**Entries:**
━━━
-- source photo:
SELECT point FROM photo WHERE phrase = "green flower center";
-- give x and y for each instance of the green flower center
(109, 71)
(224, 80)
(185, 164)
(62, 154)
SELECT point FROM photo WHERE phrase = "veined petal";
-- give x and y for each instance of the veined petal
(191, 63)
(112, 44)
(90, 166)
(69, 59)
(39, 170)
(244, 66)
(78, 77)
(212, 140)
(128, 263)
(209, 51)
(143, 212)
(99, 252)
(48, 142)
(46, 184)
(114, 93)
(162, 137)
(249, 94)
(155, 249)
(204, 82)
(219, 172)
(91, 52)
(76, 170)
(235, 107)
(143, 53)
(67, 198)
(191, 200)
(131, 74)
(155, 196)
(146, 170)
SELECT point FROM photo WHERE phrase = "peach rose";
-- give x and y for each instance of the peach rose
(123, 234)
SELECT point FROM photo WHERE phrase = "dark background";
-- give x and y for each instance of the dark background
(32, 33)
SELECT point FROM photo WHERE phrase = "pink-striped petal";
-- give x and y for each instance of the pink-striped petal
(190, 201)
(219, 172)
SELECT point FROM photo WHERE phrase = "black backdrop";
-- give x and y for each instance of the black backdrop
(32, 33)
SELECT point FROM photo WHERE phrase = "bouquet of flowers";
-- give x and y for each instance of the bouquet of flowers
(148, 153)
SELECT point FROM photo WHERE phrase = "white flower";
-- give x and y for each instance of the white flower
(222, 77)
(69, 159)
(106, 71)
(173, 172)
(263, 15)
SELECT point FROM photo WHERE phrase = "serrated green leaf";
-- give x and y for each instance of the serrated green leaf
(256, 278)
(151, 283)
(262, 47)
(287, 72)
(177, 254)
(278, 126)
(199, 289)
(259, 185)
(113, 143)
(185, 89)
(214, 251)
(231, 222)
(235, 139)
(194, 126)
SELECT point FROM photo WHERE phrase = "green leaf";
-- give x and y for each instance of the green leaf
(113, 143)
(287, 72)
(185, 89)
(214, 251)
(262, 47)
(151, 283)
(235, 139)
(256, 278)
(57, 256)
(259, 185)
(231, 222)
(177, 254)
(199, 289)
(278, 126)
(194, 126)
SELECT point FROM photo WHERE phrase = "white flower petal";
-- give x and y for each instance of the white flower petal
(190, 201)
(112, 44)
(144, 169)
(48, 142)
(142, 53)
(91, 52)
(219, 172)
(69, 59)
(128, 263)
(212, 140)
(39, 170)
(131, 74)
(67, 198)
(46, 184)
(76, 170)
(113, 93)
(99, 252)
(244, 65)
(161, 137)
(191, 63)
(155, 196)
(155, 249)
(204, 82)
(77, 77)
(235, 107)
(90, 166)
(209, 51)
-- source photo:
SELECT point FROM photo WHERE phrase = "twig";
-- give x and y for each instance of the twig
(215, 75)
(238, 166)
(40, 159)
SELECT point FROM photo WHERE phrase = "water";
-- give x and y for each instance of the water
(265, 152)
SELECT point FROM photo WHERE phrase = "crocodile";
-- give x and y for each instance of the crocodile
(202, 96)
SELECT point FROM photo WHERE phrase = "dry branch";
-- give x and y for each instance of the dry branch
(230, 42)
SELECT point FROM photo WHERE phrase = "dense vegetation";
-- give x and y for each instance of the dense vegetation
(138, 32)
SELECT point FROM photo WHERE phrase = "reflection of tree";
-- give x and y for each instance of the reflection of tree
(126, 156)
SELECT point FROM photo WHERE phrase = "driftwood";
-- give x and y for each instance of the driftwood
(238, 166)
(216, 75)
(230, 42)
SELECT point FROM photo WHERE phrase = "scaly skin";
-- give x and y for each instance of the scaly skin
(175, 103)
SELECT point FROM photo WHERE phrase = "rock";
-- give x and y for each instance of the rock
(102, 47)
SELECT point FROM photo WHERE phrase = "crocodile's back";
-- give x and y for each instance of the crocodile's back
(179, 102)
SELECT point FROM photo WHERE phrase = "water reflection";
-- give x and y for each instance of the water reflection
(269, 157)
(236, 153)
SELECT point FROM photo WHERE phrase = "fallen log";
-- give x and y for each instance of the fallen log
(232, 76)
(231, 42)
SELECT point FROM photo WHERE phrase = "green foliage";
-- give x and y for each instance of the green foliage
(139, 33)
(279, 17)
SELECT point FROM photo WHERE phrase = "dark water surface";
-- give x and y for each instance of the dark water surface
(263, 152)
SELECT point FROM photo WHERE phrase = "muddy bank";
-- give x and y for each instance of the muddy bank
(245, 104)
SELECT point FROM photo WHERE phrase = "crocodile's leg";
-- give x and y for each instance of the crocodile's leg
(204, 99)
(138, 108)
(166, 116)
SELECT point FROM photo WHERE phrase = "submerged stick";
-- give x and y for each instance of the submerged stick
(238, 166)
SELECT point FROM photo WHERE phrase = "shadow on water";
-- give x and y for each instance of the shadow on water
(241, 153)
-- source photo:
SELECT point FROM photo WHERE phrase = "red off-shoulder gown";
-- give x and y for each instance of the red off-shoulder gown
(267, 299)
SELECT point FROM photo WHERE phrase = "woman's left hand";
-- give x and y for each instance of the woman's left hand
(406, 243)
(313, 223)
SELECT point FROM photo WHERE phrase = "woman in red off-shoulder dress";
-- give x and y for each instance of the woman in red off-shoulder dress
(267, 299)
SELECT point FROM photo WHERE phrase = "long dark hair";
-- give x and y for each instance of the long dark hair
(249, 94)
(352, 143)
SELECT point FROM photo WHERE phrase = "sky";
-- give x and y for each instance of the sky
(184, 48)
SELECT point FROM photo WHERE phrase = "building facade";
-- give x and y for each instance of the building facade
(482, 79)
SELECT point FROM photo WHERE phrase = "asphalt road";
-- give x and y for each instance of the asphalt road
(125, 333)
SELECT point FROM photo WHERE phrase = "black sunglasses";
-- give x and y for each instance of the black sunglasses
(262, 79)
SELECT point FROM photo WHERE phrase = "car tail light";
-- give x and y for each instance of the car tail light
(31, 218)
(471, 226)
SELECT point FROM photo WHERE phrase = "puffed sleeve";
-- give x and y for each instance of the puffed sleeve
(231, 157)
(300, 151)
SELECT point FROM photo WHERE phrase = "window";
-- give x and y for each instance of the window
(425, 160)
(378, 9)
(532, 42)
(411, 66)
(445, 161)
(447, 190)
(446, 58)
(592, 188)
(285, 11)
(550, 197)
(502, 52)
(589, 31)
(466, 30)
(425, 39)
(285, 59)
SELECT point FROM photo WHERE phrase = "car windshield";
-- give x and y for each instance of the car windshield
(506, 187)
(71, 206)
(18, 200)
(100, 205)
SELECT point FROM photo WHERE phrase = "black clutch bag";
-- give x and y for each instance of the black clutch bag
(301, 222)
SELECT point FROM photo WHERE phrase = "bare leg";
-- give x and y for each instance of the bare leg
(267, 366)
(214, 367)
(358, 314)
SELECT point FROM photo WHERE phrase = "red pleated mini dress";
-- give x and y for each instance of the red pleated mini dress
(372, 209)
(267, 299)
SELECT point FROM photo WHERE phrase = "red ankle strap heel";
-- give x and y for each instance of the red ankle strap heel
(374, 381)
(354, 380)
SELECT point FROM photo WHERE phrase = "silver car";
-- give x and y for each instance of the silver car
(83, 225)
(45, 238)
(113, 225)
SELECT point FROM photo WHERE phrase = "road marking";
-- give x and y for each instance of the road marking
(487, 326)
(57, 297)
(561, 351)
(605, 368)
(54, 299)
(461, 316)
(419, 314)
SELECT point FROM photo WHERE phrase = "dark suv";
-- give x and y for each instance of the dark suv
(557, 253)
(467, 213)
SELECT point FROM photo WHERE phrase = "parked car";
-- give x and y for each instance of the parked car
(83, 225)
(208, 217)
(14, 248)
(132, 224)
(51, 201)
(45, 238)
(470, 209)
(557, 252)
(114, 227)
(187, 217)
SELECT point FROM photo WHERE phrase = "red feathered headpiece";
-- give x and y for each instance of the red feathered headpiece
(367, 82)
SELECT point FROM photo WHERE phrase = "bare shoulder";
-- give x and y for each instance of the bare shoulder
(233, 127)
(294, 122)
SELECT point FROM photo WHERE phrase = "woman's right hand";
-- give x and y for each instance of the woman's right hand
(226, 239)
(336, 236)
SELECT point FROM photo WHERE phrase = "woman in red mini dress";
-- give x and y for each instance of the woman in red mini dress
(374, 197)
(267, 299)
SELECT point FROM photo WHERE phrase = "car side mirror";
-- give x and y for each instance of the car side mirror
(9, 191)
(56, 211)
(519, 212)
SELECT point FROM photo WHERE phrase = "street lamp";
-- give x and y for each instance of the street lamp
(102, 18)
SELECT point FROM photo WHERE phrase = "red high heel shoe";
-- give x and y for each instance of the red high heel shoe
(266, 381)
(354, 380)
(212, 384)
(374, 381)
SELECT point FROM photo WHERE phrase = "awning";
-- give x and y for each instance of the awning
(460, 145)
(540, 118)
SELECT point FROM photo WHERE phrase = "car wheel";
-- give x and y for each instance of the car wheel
━━━
**Written exercise:** Locate every line above that contains the word "center", and copy each one.

**Answer below:**
SELECT point FROM photo WHERE phrase = "green flower center";
-- give x and y for each instance of the green flower center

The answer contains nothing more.